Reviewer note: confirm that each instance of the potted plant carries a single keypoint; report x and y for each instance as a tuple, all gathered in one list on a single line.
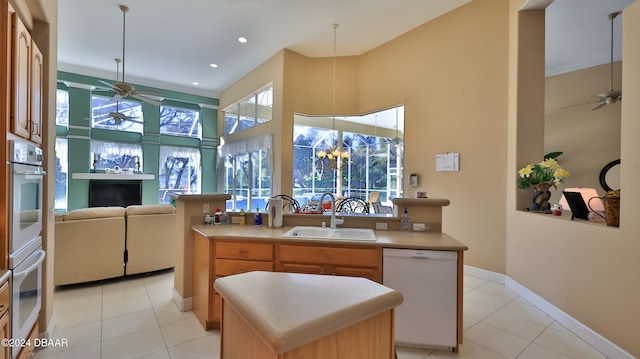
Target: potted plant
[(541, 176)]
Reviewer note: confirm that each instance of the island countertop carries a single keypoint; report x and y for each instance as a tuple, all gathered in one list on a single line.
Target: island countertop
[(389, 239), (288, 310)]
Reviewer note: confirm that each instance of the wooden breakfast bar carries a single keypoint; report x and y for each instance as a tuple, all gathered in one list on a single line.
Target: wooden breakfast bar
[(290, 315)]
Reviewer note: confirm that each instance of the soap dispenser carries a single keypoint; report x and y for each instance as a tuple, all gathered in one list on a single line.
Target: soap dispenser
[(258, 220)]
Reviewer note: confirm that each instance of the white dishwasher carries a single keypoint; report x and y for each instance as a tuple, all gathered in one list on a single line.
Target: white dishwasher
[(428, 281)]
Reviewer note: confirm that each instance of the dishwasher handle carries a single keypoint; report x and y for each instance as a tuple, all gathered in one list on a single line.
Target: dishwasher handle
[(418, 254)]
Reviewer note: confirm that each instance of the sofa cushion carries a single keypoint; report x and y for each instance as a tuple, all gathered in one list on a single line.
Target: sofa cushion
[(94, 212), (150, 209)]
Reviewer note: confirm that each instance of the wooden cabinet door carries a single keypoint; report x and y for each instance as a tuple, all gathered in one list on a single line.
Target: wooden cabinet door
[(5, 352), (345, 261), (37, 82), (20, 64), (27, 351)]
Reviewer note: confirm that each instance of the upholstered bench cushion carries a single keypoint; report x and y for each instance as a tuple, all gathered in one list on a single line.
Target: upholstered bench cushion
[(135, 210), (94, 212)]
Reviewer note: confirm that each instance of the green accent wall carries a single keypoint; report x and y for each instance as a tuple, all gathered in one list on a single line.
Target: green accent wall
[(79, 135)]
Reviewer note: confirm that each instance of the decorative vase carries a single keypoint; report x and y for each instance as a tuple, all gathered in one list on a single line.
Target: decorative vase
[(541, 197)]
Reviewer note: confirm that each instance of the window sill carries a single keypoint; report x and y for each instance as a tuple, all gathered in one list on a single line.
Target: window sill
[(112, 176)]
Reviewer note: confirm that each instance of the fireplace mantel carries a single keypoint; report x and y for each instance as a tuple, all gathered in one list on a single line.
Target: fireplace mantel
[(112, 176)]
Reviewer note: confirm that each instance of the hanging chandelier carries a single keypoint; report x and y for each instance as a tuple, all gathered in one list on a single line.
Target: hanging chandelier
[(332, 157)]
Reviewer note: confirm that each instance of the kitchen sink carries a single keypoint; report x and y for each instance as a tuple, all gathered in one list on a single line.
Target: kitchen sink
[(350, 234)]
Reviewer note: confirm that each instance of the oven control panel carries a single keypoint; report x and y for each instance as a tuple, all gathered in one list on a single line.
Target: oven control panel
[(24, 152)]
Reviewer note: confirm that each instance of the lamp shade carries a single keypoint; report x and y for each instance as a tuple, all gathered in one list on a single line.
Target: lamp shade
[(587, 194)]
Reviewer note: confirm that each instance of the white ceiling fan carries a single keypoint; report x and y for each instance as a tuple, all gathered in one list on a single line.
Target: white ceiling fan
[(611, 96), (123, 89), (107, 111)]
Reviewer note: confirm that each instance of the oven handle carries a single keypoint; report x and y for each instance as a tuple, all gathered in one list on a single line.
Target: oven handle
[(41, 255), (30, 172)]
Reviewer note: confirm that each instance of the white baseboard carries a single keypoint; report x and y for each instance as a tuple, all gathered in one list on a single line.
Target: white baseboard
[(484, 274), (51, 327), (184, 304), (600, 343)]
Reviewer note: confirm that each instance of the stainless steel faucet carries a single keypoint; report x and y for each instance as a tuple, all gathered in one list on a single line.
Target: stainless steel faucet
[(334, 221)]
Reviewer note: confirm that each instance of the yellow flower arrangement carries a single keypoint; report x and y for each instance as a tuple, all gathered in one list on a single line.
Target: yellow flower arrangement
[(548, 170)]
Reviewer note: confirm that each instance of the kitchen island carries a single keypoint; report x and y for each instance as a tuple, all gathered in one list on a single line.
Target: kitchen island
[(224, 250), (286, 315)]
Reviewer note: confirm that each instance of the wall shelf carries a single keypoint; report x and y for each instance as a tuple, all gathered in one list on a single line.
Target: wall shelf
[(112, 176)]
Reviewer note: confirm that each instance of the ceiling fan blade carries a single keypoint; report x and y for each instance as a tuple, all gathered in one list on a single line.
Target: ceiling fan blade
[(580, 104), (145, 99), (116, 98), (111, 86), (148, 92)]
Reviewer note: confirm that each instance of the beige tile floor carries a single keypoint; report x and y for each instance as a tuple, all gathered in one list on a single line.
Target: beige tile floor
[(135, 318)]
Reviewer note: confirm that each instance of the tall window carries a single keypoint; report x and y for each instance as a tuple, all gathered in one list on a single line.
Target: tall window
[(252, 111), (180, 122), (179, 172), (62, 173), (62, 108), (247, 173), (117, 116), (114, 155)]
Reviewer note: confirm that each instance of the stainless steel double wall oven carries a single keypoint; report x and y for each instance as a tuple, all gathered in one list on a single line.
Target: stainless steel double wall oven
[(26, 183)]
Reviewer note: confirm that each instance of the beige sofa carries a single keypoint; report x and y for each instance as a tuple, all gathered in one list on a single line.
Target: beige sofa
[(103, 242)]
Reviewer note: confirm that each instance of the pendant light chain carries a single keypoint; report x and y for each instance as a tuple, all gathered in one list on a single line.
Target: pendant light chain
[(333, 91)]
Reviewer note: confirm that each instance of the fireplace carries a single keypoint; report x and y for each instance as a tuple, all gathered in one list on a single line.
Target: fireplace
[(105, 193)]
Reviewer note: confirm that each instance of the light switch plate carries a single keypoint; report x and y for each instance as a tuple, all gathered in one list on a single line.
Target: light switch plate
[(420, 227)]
* * *
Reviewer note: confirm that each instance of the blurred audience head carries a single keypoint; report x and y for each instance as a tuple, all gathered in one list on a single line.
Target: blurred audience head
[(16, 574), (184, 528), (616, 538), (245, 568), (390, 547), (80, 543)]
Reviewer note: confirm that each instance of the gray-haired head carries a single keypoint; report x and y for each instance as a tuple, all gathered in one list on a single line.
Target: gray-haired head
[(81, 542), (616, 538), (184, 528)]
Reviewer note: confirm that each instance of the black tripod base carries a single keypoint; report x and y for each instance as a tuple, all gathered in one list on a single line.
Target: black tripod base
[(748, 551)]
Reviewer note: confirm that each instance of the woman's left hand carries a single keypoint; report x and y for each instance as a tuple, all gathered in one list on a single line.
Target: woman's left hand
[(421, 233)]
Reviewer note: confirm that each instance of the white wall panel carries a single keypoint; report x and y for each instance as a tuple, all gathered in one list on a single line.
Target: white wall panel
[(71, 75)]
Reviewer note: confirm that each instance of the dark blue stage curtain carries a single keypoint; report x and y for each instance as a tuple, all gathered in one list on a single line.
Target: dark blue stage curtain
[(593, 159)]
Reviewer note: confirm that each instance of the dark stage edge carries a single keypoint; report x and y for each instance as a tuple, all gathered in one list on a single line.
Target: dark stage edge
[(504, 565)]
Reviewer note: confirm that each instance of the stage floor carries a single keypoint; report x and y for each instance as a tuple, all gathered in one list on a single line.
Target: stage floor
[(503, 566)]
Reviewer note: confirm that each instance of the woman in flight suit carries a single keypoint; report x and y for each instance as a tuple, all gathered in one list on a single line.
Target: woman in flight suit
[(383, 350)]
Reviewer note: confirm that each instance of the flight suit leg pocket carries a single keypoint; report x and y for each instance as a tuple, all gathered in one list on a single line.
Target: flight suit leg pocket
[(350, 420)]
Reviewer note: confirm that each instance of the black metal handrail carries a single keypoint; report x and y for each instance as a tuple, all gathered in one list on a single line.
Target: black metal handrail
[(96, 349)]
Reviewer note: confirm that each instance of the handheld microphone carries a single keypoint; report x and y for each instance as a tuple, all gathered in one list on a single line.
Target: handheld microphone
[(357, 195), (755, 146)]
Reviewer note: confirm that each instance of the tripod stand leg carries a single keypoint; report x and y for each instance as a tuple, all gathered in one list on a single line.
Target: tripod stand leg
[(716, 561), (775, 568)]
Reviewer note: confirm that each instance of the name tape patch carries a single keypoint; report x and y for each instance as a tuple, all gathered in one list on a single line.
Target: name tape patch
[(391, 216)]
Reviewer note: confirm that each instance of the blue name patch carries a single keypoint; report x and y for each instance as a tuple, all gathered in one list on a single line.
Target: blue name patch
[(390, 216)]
* * *
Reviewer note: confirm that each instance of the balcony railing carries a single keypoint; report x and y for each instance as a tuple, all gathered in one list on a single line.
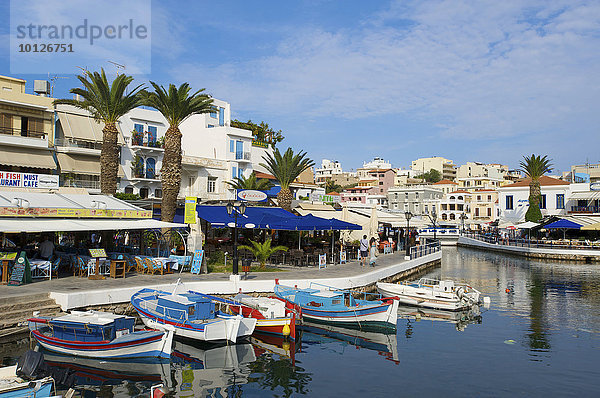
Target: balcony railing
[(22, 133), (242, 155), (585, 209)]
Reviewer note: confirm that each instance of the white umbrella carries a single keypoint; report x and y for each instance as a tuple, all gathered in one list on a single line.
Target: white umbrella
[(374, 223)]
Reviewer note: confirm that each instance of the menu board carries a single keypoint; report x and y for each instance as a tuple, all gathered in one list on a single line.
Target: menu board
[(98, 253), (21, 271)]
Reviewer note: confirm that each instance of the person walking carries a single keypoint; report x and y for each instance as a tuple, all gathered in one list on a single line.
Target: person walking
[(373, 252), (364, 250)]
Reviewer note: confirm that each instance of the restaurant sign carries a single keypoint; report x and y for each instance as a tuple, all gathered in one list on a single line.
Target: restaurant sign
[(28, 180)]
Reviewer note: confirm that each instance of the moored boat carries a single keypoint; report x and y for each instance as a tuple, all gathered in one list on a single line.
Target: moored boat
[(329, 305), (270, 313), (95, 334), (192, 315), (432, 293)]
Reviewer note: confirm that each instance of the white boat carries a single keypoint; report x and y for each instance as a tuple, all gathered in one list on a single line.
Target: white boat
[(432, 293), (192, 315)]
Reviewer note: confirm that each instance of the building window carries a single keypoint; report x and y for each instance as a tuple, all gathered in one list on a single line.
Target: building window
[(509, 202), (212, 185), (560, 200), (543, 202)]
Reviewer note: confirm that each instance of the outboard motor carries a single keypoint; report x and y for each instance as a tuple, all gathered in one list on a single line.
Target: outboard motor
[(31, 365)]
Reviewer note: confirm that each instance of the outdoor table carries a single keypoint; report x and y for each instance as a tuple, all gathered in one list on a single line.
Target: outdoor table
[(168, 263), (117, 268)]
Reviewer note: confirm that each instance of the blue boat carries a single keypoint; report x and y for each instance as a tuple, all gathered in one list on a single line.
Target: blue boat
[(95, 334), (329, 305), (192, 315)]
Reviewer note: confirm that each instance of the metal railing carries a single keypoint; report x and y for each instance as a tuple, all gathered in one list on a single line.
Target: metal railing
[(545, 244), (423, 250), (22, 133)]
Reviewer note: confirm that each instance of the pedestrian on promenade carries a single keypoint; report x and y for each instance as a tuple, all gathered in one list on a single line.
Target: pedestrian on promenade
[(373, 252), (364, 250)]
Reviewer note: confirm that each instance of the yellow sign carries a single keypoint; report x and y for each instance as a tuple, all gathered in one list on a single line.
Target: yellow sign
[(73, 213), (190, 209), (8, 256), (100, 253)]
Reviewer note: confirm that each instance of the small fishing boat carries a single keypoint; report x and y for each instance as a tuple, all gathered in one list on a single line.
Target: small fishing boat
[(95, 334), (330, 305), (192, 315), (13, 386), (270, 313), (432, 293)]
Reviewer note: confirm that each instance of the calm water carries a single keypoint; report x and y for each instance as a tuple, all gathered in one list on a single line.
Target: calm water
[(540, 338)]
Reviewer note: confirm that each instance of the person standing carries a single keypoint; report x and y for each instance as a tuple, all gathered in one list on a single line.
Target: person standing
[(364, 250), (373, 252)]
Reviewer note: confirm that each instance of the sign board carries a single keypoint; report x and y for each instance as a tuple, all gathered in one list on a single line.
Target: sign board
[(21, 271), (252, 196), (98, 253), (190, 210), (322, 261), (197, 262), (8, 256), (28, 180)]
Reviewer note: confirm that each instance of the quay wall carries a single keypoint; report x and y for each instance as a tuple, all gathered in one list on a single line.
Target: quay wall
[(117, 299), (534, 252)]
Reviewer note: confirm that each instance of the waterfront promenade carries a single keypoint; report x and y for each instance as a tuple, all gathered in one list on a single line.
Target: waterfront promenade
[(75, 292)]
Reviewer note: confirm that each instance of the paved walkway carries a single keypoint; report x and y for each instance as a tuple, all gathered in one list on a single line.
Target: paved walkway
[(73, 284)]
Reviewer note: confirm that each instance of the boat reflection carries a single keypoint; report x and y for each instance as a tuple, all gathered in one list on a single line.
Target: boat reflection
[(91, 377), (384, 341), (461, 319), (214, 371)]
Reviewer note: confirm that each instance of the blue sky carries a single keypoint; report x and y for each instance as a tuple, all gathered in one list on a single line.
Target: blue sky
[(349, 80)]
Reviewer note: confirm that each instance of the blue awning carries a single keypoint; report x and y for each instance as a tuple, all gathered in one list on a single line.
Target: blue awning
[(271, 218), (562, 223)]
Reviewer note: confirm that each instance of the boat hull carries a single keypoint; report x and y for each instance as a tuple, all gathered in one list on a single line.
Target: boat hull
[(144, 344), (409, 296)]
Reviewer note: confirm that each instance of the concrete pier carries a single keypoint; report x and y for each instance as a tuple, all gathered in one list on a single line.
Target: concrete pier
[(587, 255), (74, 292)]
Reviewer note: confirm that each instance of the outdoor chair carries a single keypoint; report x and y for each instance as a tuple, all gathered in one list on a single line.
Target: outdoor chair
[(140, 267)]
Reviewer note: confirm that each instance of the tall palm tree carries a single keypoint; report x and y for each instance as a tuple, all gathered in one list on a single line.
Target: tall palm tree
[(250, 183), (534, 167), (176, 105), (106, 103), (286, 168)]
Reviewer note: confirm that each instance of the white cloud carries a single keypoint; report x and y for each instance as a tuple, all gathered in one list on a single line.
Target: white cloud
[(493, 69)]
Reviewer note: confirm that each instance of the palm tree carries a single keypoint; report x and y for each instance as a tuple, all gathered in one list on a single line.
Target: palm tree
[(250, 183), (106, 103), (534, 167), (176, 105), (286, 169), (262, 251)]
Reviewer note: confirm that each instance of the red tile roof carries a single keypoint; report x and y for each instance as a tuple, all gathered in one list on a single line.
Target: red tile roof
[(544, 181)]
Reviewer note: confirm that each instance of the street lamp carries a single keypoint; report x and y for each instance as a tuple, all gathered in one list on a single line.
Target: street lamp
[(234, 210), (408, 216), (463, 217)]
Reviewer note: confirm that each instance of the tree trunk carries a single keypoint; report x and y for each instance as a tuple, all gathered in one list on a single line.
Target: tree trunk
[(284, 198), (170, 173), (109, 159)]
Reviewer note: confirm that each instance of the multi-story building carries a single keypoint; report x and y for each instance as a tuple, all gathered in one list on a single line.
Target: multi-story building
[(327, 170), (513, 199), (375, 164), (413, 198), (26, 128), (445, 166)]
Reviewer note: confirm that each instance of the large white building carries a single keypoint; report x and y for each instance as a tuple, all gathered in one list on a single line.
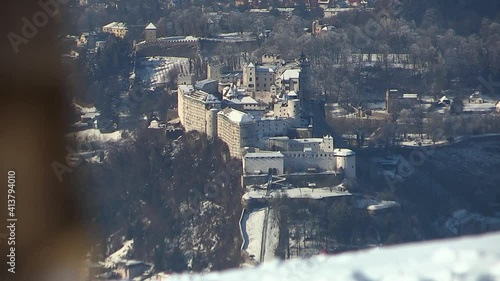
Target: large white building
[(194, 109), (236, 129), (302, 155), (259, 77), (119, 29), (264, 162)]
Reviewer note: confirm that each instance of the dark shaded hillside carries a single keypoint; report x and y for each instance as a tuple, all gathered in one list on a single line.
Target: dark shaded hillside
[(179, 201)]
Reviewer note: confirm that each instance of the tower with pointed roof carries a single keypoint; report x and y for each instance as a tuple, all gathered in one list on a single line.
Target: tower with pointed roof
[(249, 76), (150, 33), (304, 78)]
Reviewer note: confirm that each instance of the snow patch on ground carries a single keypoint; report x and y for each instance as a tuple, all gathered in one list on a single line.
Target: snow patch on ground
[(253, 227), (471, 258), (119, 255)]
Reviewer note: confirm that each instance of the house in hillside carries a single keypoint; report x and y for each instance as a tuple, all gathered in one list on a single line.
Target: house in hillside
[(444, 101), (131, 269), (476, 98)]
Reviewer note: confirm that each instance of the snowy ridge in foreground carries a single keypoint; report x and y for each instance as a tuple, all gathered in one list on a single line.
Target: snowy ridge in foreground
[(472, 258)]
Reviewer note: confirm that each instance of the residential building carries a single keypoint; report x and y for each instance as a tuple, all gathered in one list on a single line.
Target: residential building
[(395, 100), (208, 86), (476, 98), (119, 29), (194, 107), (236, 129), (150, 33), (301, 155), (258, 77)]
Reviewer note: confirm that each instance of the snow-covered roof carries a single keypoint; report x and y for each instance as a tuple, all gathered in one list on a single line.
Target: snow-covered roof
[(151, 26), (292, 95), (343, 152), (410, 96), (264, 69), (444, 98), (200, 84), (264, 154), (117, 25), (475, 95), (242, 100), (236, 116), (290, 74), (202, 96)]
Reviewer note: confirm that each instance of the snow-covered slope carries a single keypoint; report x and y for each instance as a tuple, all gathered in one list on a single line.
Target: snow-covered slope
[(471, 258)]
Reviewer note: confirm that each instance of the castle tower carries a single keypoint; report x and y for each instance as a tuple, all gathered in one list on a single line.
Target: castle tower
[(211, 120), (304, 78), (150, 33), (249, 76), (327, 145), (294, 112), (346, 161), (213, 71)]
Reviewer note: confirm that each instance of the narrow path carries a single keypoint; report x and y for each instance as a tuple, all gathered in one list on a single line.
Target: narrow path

* _WHAT TO DO_: Begin at the line that has "the snow-covered slope" and stop after the line that has "Target: narrow path". Write those lines out again, swapping "castle tower" for "stone tower" and keeping everything else unchanged.

* _ANSWER TO THIS PROBLEM_:
Reviewer note: confirm that each instance of the snow-covered slope carries a single keypoint; report x and y for each instance as a tuple, all gathered in one list on a single line.
Target: snow-covered slope
[(471, 258)]
Reviewer note: confirm that each instance of the stone tower carries a single keypoint; report x and y for each instance as a tuple, all gathered in one list on a single line.
Target: stone tower
[(211, 120), (304, 78), (150, 33), (249, 76), (327, 145), (294, 112), (346, 161), (213, 71)]
Reviewer note: confirm that each instance of the narrow path carries a single keypoint; report x and y for each instance as a tuple, all gathered in one list on a single line.
Target: narrow path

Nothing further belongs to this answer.